* [Page excerpt]
- - - - - - -
Frank Herbert wrote Dune back in 1965 and it was originally released as two serials. So it's pretty apt that Denis Villeneuve decided to adapt it into two films. It won the Hugo award in 66 and also the first Nebula award. Dune is universally regarded as one of the greatest Sci-Fi novels ever. It's certainly my favourite. Not a quick read but well worth reading before viewing the film.

SPOILERS SPOILERS SPOILERS

If you do read the first novel you will of course then know the events and finale to Part Two. However, those who have or will read the book should bear in mind that some elements, plots, even secondary characters, have been altered or omitted. This is not an entirely faithful adaptation. But it is an effective one. Villeneuve has talked about the possibility of making it a trilogy. This would mean Dune Messiah (the second, much thinner novel) becoming Part Three. I would certainly watch it if he films it, but would not be too dissapointed if he calls it a day after Part Two. Dune (the novel) ends on a triumphant note. Dune Messiah...well...as history shows...those lauded as such...rarely escape their tragic fall.
- - - - - - -
* [Source data]
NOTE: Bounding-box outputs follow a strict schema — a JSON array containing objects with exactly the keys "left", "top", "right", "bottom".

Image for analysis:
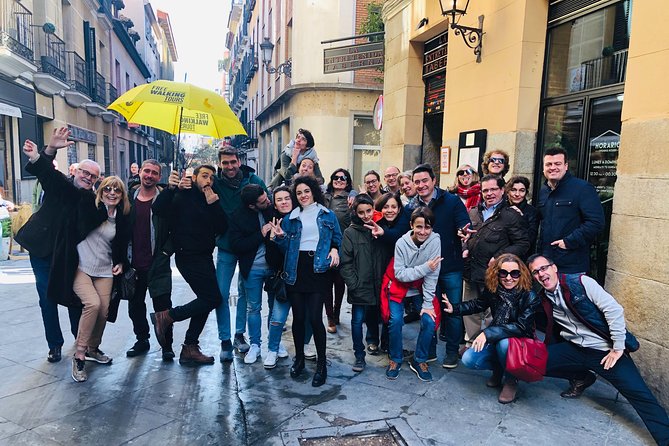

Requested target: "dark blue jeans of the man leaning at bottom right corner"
[{"left": 546, "top": 342, "right": 669, "bottom": 445}]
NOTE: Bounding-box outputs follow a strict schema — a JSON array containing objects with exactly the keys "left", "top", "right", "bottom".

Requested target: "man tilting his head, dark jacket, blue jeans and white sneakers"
[{"left": 230, "top": 184, "right": 272, "bottom": 364}]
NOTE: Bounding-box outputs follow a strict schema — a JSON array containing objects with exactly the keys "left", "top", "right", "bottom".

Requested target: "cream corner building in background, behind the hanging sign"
[{"left": 227, "top": 0, "right": 382, "bottom": 182}]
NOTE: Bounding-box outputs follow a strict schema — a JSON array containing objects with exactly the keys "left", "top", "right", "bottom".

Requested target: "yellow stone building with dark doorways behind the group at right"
- - - - - - -
* [What is needed]
Rewrite the part of the Dune review that begins with "If you do read" and ends with "their tragic fall.", changing "trilogy" to "three-part saga".

* [Finished exercise]
If you do read the first novel you will of course then know the events and finale to Part Two. However, those who have or will read the book should bear in mind that some elements, plots, even secondary characters, have been altered or omitted. This is not an entirely faithful adaptation. But it is an effective one. Villeneuve has talked about the possibility of making it a three-part saga. This would mean Dune Messiah (the second, much thinner novel) becoming Part Three. I would certainly watch it if he films it, but would not be too dissapointed if he calls it a day after Part Two. Dune (the novel) ends on a triumphant note. Dune Messiah...well...as history shows...those lauded as such...rarely escape their tragic fall.